[Stored records]

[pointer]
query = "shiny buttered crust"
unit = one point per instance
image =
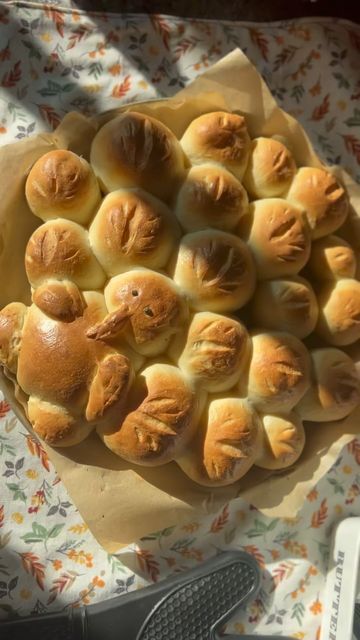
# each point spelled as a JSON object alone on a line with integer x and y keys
{"x": 335, "y": 387}
{"x": 134, "y": 150}
{"x": 62, "y": 185}
{"x": 172, "y": 281}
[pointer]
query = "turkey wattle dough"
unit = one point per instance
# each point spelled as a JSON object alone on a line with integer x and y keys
{"x": 136, "y": 150}
{"x": 131, "y": 229}
{"x": 215, "y": 270}
{"x": 62, "y": 185}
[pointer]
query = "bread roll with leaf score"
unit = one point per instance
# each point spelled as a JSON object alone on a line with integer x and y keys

TASK GOAL: Output every line of the items above as a numbered list, skipping blank lines. Omit the pictures from your answer.

EXERCISE RESPONSE:
1. [pointer]
2. query = "shiny buttered crust"
3. unit = one point per instance
4. image =
5. # each point spelled as a JSON object alone on a line with integer x and y keys
6. {"x": 335, "y": 387}
7. {"x": 134, "y": 150}
8. {"x": 62, "y": 185}
9. {"x": 172, "y": 281}
10. [pointer]
11. query = "turkey wattle dough"
12. unit = one point per instance
13. # each point spelled as a JSON object alone on a line with integer x and y keys
14. {"x": 136, "y": 150}
15. {"x": 131, "y": 229}
16. {"x": 215, "y": 270}
17. {"x": 62, "y": 185}
18. [pointer]
19. query = "bread roll with leaf score"
20. unit = one point per instance
21. # each point spelled as a JSON object alone on a line with integer x and y keys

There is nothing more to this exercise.